● **Task brief**: Reproduce the lines below from the one that contains "Task: annotation of the white motorcycle." through the end, inclusive, and add nothing.

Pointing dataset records
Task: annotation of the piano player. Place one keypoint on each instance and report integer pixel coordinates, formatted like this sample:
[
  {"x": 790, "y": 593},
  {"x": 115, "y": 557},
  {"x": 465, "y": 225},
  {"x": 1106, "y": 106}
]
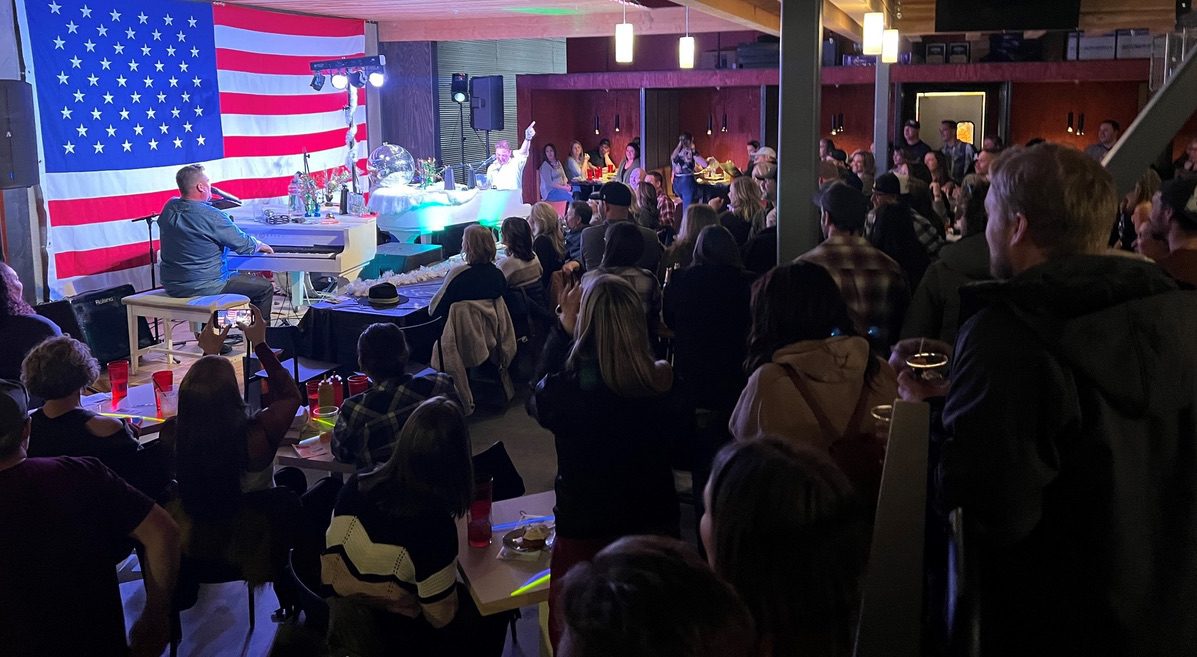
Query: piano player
[{"x": 194, "y": 237}]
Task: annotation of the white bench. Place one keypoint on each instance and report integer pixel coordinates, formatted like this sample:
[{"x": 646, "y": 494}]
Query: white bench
[{"x": 156, "y": 303}]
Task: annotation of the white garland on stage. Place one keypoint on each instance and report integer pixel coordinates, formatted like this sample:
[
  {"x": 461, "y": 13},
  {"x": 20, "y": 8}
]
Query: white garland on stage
[{"x": 424, "y": 274}]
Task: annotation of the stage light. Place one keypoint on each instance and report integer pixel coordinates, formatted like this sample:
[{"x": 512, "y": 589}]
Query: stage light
[
  {"x": 874, "y": 26},
  {"x": 889, "y": 47}
]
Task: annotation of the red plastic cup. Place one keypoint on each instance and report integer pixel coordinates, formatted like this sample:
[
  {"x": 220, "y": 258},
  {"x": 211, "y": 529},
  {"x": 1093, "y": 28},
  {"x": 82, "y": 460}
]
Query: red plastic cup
[
  {"x": 163, "y": 382},
  {"x": 358, "y": 384},
  {"x": 119, "y": 378},
  {"x": 479, "y": 528}
]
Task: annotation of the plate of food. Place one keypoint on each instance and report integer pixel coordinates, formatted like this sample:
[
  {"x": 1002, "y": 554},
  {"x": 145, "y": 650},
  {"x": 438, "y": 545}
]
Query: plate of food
[{"x": 530, "y": 537}]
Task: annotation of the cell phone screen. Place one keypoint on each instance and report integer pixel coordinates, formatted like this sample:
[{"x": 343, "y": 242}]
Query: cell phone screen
[{"x": 226, "y": 318}]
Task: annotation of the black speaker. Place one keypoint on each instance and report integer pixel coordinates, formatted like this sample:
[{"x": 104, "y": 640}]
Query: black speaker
[
  {"x": 98, "y": 318},
  {"x": 457, "y": 89},
  {"x": 486, "y": 103},
  {"x": 18, "y": 140}
]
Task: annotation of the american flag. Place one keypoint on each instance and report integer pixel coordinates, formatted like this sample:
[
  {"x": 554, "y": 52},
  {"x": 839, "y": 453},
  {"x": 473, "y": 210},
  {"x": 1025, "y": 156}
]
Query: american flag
[{"x": 128, "y": 91}]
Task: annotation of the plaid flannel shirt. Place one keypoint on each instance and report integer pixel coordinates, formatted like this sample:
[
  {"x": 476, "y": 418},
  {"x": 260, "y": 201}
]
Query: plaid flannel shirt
[
  {"x": 370, "y": 423},
  {"x": 873, "y": 285}
]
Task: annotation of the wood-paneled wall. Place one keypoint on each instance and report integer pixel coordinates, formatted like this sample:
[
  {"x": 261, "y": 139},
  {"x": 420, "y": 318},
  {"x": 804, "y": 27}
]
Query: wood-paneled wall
[{"x": 409, "y": 97}]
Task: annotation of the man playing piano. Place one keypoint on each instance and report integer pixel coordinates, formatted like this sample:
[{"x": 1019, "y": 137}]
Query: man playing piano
[
  {"x": 194, "y": 237},
  {"x": 506, "y": 171}
]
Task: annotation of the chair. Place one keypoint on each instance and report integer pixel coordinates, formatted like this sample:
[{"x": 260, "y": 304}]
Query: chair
[{"x": 159, "y": 305}]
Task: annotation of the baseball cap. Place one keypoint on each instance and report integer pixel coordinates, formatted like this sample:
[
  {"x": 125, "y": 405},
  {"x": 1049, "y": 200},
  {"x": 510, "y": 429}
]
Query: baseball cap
[
  {"x": 846, "y": 206},
  {"x": 13, "y": 405},
  {"x": 614, "y": 193}
]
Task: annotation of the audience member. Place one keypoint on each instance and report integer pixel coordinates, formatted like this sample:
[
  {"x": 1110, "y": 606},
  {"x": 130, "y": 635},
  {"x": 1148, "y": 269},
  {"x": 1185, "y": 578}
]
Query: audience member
[
  {"x": 614, "y": 199},
  {"x": 935, "y": 308},
  {"x": 1069, "y": 420},
  {"x": 478, "y": 278},
  {"x": 577, "y": 219},
  {"x": 392, "y": 547},
  {"x": 648, "y": 596},
  {"x": 630, "y": 163},
  {"x": 746, "y": 217},
  {"x": 680, "y": 254},
  {"x": 615, "y": 424},
  {"x": 784, "y": 527},
  {"x": 22, "y": 328},
  {"x": 872, "y": 284},
  {"x": 1174, "y": 219},
  {"x": 1109, "y": 132},
  {"x": 960, "y": 153},
  {"x": 624, "y": 247},
  {"x": 554, "y": 183},
  {"x": 67, "y": 522},
  {"x": 812, "y": 372},
  {"x": 548, "y": 241},
  {"x": 911, "y": 141},
  {"x": 369, "y": 423},
  {"x": 521, "y": 267},
  {"x": 56, "y": 371},
  {"x": 648, "y": 213}
]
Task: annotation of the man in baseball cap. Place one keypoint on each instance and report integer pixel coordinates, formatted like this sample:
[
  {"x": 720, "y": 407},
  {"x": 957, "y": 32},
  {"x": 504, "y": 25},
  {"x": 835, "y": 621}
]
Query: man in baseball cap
[{"x": 614, "y": 200}]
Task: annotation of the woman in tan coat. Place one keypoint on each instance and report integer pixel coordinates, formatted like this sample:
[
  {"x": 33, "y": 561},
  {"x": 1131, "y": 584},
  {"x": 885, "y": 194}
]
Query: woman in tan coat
[{"x": 807, "y": 360}]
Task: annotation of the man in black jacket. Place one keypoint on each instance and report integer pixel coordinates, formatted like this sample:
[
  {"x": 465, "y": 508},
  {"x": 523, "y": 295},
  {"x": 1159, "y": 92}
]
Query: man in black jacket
[{"x": 1071, "y": 427}]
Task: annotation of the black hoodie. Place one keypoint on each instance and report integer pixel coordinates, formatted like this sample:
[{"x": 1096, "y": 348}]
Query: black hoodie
[{"x": 1073, "y": 451}]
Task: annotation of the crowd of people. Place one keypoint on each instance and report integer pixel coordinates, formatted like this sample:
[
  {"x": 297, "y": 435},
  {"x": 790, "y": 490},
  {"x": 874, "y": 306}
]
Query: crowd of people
[{"x": 1064, "y": 432}]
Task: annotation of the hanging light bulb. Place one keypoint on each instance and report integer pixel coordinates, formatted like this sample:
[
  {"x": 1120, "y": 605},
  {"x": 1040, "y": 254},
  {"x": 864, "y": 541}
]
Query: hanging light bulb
[
  {"x": 889, "y": 47},
  {"x": 624, "y": 40},
  {"x": 874, "y": 26},
  {"x": 686, "y": 47}
]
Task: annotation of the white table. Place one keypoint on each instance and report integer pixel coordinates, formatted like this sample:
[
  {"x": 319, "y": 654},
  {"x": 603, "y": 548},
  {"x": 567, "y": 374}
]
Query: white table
[{"x": 490, "y": 579}]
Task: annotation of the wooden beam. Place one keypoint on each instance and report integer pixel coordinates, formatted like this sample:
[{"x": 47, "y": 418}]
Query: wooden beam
[
  {"x": 742, "y": 12},
  {"x": 669, "y": 20}
]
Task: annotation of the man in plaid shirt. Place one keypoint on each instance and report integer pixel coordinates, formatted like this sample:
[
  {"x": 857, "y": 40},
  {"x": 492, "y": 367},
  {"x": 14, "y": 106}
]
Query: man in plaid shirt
[
  {"x": 872, "y": 283},
  {"x": 370, "y": 423}
]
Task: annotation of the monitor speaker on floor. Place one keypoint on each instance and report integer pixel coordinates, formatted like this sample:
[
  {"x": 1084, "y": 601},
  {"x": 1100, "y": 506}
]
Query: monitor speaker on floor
[{"x": 98, "y": 318}]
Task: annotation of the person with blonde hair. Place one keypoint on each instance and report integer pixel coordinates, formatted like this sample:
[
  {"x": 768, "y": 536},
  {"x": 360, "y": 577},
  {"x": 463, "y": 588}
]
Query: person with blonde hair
[
  {"x": 478, "y": 278},
  {"x": 614, "y": 419},
  {"x": 547, "y": 239},
  {"x": 680, "y": 254},
  {"x": 746, "y": 217}
]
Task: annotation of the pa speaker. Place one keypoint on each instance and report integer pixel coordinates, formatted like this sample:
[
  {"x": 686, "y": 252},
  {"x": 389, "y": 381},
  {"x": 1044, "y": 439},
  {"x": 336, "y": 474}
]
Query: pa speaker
[
  {"x": 18, "y": 140},
  {"x": 457, "y": 87},
  {"x": 98, "y": 318},
  {"x": 486, "y": 103}
]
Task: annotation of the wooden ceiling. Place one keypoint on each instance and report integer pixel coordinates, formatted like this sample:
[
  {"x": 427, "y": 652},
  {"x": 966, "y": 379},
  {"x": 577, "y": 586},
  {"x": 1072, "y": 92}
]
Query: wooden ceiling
[{"x": 482, "y": 19}]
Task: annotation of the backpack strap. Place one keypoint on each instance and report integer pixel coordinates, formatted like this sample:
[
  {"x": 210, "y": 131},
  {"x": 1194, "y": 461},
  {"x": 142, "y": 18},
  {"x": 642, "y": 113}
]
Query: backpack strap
[{"x": 828, "y": 430}]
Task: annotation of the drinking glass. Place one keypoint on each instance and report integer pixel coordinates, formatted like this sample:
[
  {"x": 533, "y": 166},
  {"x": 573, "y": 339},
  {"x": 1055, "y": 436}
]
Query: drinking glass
[
  {"x": 119, "y": 378},
  {"x": 479, "y": 528}
]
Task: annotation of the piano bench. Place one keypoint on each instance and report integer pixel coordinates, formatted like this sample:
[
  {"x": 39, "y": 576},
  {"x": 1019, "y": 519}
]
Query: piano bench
[{"x": 156, "y": 303}]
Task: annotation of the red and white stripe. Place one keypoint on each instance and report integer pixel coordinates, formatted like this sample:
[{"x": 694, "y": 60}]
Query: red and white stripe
[{"x": 269, "y": 116}]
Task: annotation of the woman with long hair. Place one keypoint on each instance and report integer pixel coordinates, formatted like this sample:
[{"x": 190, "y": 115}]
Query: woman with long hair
[
  {"x": 680, "y": 254},
  {"x": 547, "y": 239},
  {"x": 772, "y": 502},
  {"x": 554, "y": 184},
  {"x": 806, "y": 360},
  {"x": 22, "y": 328},
  {"x": 478, "y": 278},
  {"x": 746, "y": 217},
  {"x": 521, "y": 267},
  {"x": 390, "y": 554},
  {"x": 614, "y": 420}
]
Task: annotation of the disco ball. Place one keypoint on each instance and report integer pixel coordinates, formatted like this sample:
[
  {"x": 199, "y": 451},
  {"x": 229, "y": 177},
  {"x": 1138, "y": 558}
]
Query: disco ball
[{"x": 392, "y": 165}]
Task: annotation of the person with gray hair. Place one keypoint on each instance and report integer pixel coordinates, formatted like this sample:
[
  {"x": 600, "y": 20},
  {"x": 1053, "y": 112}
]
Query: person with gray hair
[{"x": 1069, "y": 426}]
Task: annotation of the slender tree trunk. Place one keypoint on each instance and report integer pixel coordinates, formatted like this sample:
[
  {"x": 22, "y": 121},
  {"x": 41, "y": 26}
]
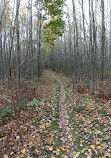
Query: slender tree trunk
[
  {"x": 103, "y": 42},
  {"x": 18, "y": 44},
  {"x": 39, "y": 41}
]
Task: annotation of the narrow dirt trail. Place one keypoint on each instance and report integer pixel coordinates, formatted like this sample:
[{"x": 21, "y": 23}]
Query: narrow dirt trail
[{"x": 67, "y": 130}]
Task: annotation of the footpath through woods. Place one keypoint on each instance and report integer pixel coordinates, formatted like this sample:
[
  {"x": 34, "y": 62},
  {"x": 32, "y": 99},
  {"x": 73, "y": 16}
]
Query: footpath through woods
[{"x": 54, "y": 122}]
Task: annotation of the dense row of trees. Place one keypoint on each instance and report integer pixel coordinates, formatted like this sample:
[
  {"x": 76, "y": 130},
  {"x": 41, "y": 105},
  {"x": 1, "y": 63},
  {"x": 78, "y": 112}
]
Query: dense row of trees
[{"x": 72, "y": 39}]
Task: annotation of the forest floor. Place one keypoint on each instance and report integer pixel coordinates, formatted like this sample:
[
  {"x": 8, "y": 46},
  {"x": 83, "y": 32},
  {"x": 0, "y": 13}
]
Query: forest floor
[{"x": 54, "y": 121}]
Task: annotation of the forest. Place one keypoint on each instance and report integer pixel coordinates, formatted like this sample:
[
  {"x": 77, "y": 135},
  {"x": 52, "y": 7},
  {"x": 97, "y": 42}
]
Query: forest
[{"x": 55, "y": 78}]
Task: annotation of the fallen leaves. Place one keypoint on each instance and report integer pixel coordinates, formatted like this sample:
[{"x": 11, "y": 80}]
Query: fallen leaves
[{"x": 44, "y": 134}]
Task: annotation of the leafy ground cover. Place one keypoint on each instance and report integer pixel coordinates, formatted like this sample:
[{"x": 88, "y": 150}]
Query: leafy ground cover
[{"x": 49, "y": 119}]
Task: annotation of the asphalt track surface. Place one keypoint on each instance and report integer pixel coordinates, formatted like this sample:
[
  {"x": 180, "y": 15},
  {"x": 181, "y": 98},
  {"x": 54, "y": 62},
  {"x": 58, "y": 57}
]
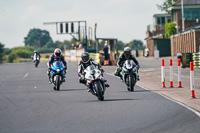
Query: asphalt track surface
[{"x": 28, "y": 104}]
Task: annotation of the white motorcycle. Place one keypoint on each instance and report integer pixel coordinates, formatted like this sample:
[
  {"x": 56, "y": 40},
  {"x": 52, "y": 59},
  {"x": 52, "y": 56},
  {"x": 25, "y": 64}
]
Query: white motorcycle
[
  {"x": 36, "y": 60},
  {"x": 95, "y": 81}
]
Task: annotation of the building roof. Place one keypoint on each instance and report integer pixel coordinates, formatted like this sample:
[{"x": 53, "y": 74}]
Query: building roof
[
  {"x": 156, "y": 15},
  {"x": 187, "y": 2},
  {"x": 193, "y": 27}
]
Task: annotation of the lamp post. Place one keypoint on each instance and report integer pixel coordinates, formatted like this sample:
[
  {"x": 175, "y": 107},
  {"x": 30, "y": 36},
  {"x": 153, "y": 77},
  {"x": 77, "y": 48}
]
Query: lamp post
[{"x": 183, "y": 19}]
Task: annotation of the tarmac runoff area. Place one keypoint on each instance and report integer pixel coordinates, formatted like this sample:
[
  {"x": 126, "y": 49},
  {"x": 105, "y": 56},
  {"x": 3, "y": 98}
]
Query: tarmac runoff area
[{"x": 150, "y": 79}]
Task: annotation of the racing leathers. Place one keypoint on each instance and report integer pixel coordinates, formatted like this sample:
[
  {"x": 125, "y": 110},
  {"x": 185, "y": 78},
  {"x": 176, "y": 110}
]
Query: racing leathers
[
  {"x": 82, "y": 66},
  {"x": 53, "y": 58},
  {"x": 121, "y": 61}
]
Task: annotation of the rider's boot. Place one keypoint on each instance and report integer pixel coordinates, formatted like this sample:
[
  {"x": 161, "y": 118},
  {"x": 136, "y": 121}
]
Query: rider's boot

● **Correct answer**:
Task: annotation of the white motorcycle. Place one keypoint on each instance and report integer pixel coordinates, formatted like this sample:
[
  {"x": 56, "y": 40},
  {"x": 52, "y": 59},
  {"x": 52, "y": 56},
  {"x": 25, "y": 64}
]
Query: white motorcycle
[
  {"x": 36, "y": 60},
  {"x": 95, "y": 81}
]
Task: annotation of the building roof. Place one keypoint on each instance and report integer pixel coordinates, formatted like this sample:
[{"x": 53, "y": 74}]
Query: building roof
[
  {"x": 156, "y": 15},
  {"x": 187, "y": 2},
  {"x": 193, "y": 27}
]
Task: annotation of the lamp post. Place one keypoint on each instance and report integer pixel coordinates, formatted like this sample:
[
  {"x": 175, "y": 107},
  {"x": 30, "y": 36},
  {"x": 153, "y": 77},
  {"x": 77, "y": 48}
]
Query: lamp post
[{"x": 183, "y": 19}]
Task: annotation of the tarmac runoff area. Place one keypoint on each instance and report integer pixel coordinates, formatted like this sample:
[
  {"x": 126, "y": 49},
  {"x": 105, "y": 56},
  {"x": 3, "y": 98}
]
Query: tarmac runoff area
[{"x": 150, "y": 79}]
Task: annotation of the racing leathers. Place one keypoint on each instance and report integer pixel coordinates, formatted like this sample:
[
  {"x": 125, "y": 110},
  {"x": 185, "y": 78},
  {"x": 176, "y": 110}
]
Query: racing leathers
[
  {"x": 82, "y": 66},
  {"x": 53, "y": 58},
  {"x": 121, "y": 61}
]
Task: annotation of the rider's boot. Place one keypoint on each instance and report integer pixel coordinates, formatted like this sample:
[
  {"x": 161, "y": 118},
  {"x": 136, "y": 121}
]
Query: rider's boot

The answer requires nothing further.